How job limits work
The JOBS parameter limits the maximum number of running or suspended jobs available to resource consumers. Limits are enforced depending on the number of jobs in RUN, SSUSP, and USUSP state.
Stop and resume jobs
Jobs stopped with bstop, go into USUSP status. LSF includes USUSP jobs in the count of running jobs, so the usage of JOBS limit will not change when you suspend a job.
Resuming a stopped job (bresume) changes job status to SSUSP. The job can enter RUN state, if the JOBS limit has not been exceeded. Lowering the JOBS limit before resuming the job can exceed the JOBS limit, and prevent SSUSP jobs from entering RUN state.
For example, JOBS=5, and 5 jobs are running in the cluster (JOBS has reached 5/5). Normally. the stopped job (in USUSP state) can later be resumed and begin running, returning to RUN state. If you reconfigure the JOBS limit to 4 before resuming the job, the JOBS usage becomes 5/4, and the job cannot run because the JOBS limit has been exceeded.
Preemption
The JOBS limit does not block preemption based on job slots. For example, if JOBS=2, and a host is already running 2 jobs in a preemptable queue, a new preemptive job can preempt a job on that host as long as the preemptive slots can be satisfied even though the JOBS limit has been reached.
Reservation and backfill
Reservation and backfill are still made at the job slot level, but despite a slot reservation being satisfied, the job may ultimately not run because the JOBS limit has been reached.
Other jobs
- brun forces a pending job to run immediately on specified hosts. A job forced to run with brun is counted as a running job, which may violate JOBS limits. After the forced job starts, the JOBS limits may be exceeded.
- Re-queued jobs (brequeue) are assigned PEND status or PSUSP. Usage of JOBS limit is decreased by the number of re-queued jobs.

▶ What you will do: Transcribe everything in the job limits text above from "For example, JOBS=5, and" down to "though the JOBS limit has been reached.".

▶ Material provided:
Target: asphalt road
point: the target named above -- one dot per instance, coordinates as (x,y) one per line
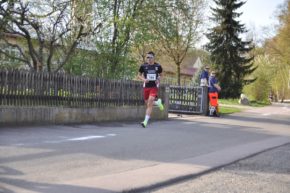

▶ Reply to the exercise:
For example, JOBS=5, and 5 jobs are running in the cluster (JOBS has reached 5/5). Normally. the stopped job (in USUSP state) can later be resumed and begin running, returning to RUN state. If you reconfigure the JOBS limit to 4 before resuming the job, the JOBS usage becomes 5/4, and the job cannot run because the JOBS limit has been exceeded.
Preemption
The JOBS limit does not block preemption based on job slots. For example, if JOBS=2, and a host is already running 2 jobs in a preemptable queue, a new preemptive job can preempt a job on that host as long as the preemptive slots can be satisfied even though the JOBS limit has been reached.